• _Instructions for the task_:
Up to and including the line with "Tag a single point on each instance of the yellow", copy the records below exactly from their first line.

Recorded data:
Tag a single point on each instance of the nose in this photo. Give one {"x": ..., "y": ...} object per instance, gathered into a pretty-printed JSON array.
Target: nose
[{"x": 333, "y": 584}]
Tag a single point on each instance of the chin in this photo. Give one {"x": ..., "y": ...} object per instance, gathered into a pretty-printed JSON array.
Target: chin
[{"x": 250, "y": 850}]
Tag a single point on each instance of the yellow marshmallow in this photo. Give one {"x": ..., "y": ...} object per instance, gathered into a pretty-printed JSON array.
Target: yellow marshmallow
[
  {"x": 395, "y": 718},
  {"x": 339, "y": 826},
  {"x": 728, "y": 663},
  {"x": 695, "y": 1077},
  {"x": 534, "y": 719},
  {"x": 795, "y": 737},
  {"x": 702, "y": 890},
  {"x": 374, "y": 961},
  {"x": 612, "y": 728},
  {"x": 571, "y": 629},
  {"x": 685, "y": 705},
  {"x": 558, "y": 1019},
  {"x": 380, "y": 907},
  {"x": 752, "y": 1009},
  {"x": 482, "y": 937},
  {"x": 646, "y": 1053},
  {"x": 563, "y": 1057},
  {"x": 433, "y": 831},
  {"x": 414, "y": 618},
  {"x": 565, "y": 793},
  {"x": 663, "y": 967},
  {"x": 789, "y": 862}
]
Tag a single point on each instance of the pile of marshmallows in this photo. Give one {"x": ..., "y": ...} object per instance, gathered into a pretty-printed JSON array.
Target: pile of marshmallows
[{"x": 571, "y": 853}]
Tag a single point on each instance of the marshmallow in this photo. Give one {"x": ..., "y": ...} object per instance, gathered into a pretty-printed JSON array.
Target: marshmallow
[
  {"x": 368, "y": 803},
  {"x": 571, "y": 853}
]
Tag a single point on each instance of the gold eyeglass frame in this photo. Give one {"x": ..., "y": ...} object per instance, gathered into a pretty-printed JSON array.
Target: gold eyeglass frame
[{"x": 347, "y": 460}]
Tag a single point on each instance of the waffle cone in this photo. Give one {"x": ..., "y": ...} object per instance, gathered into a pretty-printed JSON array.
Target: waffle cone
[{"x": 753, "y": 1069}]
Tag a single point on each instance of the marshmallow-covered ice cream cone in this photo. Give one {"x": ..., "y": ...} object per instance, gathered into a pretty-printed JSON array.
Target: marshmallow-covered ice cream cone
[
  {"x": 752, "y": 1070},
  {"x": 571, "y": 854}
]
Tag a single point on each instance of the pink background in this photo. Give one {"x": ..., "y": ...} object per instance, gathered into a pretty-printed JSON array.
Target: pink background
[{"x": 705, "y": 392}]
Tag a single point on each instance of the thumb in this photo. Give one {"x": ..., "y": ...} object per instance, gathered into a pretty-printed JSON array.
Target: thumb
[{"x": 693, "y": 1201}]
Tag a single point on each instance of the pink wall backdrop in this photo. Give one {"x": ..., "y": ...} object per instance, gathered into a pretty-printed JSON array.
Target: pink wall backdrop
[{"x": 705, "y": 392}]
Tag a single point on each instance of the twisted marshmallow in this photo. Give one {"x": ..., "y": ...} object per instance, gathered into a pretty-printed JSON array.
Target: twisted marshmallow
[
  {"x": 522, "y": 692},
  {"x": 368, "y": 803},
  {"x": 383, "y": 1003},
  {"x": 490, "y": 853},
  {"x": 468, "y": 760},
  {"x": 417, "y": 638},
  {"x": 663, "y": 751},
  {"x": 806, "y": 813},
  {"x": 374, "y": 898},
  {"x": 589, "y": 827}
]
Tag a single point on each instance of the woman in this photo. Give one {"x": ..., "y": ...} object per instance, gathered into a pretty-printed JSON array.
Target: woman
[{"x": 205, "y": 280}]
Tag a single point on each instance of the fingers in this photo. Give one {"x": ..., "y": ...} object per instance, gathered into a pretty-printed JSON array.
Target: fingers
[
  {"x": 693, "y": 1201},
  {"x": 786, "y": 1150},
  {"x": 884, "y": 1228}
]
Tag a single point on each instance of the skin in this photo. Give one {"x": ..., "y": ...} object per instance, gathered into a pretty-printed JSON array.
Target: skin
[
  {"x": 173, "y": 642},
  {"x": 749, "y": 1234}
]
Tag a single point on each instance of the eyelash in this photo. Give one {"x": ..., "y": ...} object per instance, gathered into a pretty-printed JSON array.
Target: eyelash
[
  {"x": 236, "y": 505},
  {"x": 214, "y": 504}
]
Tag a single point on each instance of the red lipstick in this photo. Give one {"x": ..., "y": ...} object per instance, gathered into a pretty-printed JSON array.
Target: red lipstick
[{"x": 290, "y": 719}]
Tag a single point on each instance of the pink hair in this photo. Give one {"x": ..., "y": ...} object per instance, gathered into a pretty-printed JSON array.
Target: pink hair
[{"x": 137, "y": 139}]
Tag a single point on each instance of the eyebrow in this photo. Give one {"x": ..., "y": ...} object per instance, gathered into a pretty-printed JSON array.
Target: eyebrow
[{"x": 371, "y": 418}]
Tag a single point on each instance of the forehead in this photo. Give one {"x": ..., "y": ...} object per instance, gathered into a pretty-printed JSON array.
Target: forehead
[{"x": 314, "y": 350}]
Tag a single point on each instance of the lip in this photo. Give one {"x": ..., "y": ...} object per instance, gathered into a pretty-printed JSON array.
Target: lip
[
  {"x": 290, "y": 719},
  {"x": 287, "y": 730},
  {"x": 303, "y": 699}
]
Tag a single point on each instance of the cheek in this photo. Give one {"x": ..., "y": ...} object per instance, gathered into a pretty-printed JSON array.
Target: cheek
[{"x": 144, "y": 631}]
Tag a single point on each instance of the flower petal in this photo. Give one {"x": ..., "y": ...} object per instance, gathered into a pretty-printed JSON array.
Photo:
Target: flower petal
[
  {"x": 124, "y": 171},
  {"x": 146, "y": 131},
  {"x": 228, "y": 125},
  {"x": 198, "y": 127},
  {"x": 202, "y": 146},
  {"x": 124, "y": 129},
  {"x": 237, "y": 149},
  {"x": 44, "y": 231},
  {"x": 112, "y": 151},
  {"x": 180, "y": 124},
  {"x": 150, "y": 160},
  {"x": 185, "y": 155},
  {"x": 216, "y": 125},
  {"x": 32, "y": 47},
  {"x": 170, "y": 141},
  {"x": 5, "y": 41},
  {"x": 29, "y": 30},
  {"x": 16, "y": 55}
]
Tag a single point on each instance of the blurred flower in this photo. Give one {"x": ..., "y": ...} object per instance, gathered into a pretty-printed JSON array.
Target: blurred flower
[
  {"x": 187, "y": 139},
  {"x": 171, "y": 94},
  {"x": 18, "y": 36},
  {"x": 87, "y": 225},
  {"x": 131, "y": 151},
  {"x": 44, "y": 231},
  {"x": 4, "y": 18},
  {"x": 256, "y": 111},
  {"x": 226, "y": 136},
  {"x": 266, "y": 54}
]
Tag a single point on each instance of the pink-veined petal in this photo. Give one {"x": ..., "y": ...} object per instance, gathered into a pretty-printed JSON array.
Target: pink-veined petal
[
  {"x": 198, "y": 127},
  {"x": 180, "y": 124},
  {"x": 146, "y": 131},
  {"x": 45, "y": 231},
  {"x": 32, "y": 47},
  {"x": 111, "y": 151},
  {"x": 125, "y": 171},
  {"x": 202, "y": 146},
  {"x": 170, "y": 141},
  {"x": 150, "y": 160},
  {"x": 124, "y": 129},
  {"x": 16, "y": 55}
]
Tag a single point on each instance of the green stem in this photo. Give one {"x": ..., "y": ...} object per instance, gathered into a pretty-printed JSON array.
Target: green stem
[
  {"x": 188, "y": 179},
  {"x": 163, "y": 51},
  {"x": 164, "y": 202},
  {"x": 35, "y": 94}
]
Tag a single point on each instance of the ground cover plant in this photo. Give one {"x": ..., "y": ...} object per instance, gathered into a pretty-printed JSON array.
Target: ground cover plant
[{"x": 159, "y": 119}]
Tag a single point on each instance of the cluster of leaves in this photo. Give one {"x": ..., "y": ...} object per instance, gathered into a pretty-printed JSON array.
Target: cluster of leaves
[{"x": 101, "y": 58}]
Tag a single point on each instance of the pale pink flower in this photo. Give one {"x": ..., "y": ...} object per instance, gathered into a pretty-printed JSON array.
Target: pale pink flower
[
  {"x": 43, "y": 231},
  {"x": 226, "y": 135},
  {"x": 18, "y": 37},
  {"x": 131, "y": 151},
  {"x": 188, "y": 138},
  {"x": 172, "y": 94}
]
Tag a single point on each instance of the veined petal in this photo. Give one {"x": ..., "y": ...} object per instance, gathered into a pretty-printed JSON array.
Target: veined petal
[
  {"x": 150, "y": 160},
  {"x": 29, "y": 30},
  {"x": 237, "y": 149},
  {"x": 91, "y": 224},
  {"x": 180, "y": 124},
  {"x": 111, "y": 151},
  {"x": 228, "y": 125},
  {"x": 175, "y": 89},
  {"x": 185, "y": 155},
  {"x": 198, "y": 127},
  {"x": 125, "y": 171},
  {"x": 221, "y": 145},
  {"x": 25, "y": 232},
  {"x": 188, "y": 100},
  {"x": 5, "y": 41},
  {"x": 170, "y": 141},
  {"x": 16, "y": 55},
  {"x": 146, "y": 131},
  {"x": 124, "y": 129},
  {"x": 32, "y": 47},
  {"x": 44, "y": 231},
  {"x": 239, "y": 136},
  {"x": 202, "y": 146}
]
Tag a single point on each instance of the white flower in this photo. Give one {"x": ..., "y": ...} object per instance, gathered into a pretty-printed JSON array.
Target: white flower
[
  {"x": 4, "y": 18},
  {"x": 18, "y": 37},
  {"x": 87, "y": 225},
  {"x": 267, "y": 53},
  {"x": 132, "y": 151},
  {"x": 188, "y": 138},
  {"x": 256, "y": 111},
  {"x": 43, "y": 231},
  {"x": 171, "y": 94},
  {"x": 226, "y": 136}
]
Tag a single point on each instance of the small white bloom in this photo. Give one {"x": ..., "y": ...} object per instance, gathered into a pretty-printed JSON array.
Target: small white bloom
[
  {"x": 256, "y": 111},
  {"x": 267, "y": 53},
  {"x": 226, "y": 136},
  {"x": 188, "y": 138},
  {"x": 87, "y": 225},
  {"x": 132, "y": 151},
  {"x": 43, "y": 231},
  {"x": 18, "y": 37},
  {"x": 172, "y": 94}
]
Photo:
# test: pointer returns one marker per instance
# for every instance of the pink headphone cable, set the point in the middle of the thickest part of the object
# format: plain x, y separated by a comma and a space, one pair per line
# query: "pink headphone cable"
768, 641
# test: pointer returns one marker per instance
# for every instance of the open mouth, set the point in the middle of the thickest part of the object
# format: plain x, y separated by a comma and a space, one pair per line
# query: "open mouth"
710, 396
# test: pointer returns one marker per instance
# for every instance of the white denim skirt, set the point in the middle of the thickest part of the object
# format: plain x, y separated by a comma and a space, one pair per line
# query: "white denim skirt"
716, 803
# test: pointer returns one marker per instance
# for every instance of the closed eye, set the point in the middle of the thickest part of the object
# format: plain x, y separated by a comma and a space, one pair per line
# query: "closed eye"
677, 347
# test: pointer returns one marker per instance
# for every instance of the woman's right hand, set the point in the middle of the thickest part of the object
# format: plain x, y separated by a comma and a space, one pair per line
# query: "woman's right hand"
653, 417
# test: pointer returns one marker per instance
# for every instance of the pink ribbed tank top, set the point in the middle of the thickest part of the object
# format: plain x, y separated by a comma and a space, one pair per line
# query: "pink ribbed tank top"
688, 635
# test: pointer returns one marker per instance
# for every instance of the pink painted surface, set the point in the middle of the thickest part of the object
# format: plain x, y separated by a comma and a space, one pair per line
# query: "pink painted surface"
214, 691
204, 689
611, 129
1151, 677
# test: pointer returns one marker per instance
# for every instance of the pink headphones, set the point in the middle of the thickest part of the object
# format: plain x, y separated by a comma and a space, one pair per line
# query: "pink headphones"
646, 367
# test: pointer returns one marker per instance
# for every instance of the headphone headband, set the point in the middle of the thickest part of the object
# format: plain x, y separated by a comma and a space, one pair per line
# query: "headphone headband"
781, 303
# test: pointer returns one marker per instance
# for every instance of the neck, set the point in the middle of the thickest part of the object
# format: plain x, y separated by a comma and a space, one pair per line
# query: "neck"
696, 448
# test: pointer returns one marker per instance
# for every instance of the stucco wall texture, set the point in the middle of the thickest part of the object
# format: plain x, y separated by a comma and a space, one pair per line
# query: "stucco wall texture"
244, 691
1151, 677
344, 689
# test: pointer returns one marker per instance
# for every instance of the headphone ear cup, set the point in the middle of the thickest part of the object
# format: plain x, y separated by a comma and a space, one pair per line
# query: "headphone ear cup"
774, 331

• _Exercise response_:
Tag a single point on each instance of the nose in this photo. Give one {"x": ..., "y": ...} object per instance, gathered into a pretty-printed JSON array.
Target: nose
[{"x": 333, "y": 584}]
Tag a single point on each instance of the chin in this photo. Give one {"x": ..., "y": ...} object per instance, gathered into a pretty-printed JSON array.
Target: chin
[{"x": 250, "y": 850}]
Tag a single point on each instance of the yellow marshmallow in this photo. Give one {"x": ..., "y": ...} object per instance, gathered into a pretty-printed JSON array.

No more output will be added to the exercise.